• WHAT IS BEING ASKED: Write out the line with "Warehouse pick-planner input: mark the butterfly wing" and every later line through the end of the data below, exactly as given, with no pictures in the copy.

— START —

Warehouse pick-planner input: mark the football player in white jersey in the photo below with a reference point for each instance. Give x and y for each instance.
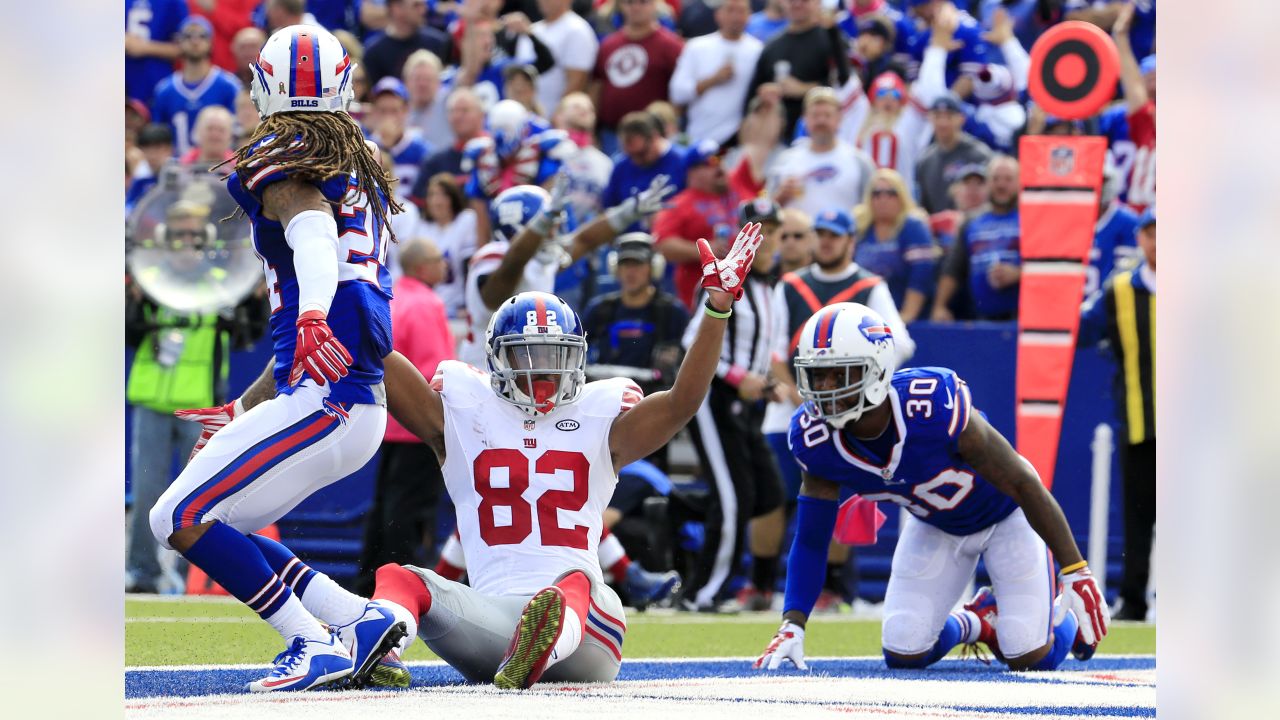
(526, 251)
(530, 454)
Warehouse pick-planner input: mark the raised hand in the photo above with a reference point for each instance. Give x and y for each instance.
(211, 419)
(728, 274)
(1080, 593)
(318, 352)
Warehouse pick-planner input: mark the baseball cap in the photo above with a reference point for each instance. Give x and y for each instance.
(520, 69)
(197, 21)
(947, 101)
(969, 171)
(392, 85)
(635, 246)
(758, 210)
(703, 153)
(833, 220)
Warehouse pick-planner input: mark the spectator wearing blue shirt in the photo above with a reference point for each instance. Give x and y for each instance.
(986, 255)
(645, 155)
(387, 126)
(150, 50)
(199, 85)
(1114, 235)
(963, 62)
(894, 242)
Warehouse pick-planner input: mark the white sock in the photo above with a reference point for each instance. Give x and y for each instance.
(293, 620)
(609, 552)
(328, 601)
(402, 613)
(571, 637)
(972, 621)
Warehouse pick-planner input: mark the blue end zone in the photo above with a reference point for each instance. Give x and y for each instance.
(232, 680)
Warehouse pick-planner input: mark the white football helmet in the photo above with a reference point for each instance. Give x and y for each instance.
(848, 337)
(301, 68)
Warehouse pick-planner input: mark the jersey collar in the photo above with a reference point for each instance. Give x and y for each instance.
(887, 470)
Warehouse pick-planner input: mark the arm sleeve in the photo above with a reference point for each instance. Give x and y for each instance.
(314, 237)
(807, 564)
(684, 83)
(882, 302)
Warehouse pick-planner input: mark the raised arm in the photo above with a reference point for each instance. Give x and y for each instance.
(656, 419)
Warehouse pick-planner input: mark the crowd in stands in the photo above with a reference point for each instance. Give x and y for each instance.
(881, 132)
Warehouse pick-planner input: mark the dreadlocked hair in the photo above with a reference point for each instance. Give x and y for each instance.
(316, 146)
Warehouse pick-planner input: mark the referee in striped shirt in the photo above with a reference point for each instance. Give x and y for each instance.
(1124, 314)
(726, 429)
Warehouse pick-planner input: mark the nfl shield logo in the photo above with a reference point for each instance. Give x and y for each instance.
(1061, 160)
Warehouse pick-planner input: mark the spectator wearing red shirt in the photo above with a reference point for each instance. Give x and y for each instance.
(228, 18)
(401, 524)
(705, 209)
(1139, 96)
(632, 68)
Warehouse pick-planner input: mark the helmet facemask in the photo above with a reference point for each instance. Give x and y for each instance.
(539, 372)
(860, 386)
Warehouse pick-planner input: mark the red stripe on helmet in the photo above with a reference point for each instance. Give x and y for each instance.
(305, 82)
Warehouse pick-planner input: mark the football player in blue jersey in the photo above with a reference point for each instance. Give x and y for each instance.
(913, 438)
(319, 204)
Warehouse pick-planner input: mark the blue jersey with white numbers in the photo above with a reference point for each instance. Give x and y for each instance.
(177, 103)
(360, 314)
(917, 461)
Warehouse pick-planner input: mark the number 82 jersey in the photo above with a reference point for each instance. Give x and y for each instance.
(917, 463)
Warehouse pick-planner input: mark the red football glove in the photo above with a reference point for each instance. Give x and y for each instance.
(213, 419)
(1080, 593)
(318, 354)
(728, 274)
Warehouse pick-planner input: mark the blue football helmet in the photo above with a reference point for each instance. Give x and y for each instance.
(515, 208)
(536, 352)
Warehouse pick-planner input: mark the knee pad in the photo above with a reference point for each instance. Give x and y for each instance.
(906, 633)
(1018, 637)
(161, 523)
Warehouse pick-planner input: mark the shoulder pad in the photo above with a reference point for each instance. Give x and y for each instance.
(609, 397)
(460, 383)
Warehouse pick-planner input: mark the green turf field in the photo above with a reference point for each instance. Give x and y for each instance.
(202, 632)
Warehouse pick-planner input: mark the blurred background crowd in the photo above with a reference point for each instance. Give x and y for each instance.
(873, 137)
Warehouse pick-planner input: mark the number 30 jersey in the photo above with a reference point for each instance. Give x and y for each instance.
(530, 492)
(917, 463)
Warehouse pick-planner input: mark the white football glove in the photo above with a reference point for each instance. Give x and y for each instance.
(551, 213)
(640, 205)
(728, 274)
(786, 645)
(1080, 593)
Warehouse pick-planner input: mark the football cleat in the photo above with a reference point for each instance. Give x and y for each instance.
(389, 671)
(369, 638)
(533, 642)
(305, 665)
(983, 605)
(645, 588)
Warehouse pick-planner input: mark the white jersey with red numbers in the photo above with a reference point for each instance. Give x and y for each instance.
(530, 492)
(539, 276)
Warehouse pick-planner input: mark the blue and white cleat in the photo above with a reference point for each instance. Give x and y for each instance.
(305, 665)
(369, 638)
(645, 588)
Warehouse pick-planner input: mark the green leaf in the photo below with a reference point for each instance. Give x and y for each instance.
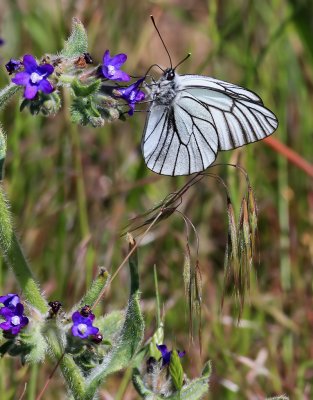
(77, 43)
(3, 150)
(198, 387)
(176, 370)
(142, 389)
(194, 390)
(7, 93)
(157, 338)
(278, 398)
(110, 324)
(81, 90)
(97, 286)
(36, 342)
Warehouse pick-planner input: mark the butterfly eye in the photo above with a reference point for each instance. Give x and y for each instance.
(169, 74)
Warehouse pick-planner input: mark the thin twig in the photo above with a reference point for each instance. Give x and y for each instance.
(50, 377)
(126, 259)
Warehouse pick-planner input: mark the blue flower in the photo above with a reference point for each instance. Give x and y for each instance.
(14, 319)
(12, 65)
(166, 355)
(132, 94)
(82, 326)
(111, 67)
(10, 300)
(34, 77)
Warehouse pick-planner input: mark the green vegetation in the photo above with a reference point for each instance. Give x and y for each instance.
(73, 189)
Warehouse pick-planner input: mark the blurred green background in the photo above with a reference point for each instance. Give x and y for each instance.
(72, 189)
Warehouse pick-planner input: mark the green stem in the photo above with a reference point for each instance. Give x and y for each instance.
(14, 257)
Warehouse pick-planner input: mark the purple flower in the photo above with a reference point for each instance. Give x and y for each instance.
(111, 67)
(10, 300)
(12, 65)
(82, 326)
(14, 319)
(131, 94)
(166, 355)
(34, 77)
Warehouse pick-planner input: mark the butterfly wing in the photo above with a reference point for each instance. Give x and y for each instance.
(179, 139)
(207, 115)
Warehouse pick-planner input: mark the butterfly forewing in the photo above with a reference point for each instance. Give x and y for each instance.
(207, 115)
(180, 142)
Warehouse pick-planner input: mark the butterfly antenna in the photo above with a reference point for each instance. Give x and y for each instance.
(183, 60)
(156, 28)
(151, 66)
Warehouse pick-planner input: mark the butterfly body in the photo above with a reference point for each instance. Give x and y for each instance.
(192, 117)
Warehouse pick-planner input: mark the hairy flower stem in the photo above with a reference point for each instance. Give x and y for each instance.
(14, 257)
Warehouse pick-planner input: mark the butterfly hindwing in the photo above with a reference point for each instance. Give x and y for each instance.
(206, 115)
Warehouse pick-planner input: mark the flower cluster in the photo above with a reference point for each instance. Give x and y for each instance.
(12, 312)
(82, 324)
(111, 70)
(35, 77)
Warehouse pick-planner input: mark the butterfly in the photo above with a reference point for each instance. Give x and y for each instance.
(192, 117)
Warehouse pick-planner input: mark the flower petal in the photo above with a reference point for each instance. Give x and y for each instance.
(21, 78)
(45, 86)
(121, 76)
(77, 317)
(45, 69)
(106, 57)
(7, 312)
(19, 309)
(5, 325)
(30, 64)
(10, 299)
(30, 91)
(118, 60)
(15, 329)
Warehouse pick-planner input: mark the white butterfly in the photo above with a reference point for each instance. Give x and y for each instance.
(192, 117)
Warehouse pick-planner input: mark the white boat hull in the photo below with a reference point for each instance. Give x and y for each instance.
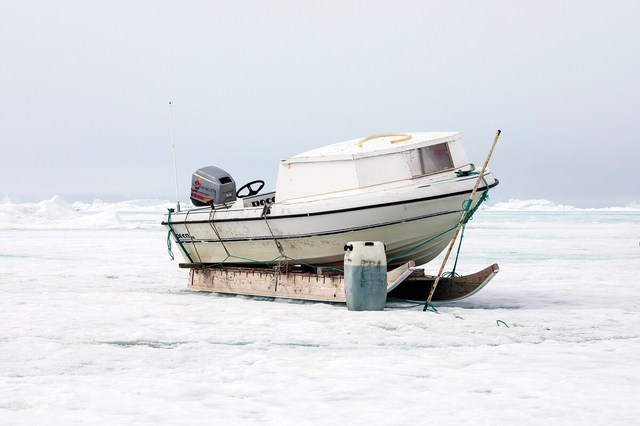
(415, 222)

— END —

• EXERCISE ANSWER:
Warehouse pick-planner input: mark the butterfly wing in the photo above with a reference point for each instance. Give x and y for each instance.
(179, 139)
(207, 115)
Warehouse pick-planner input: mark the butterfly forewing in the photo above with a reference point for each instance. Give x and y for each instance.
(207, 115)
(180, 142)
Warehouse pick-planner input: mark the butterfly antenna in the photo above with a reference point for each instance. Give x and y for each instance.
(183, 60)
(156, 28)
(151, 66)
Warehouse pick-planner input: mark the butterfly body in the photo above with a reference point for each instance. Give x and y for each instance.
(192, 117)
Warehouse pick-planner input: mark the hairy flower stem in the photo above with a reference point for each instance. Give x and y for each instance.
(14, 257)
Warehouse pick-planner input: mark the butterfly hindwing in the photo above with a reference point for each instance. Give x and y for each instance.
(206, 115)
Warehouse pick-planner input: mark the flower cluster in the photo above with a reference point for each instance. Give x and y for each instance.
(12, 312)
(82, 324)
(111, 70)
(35, 77)
Warehouse pick-planner input: mark the butterfly in the photo above with a reference point for each instance. Give x and y for each instance.
(192, 117)
Warehouse pick-planner input: mark the flower petal in the photo above with a reference point for each instance. Give x and y for each instance.
(21, 78)
(45, 86)
(121, 76)
(77, 317)
(45, 69)
(106, 57)
(7, 312)
(19, 309)
(5, 325)
(30, 64)
(10, 299)
(30, 91)
(118, 60)
(15, 329)
Warehouse pick-planner input: mark the white butterfly in the photo above with a reference point for each instance. Give x and y for each instance.
(192, 117)
Warehouse pick-planner input: mark the white boat hull in the photo below with a reference point for each instance. Give x and y for each instance.
(415, 222)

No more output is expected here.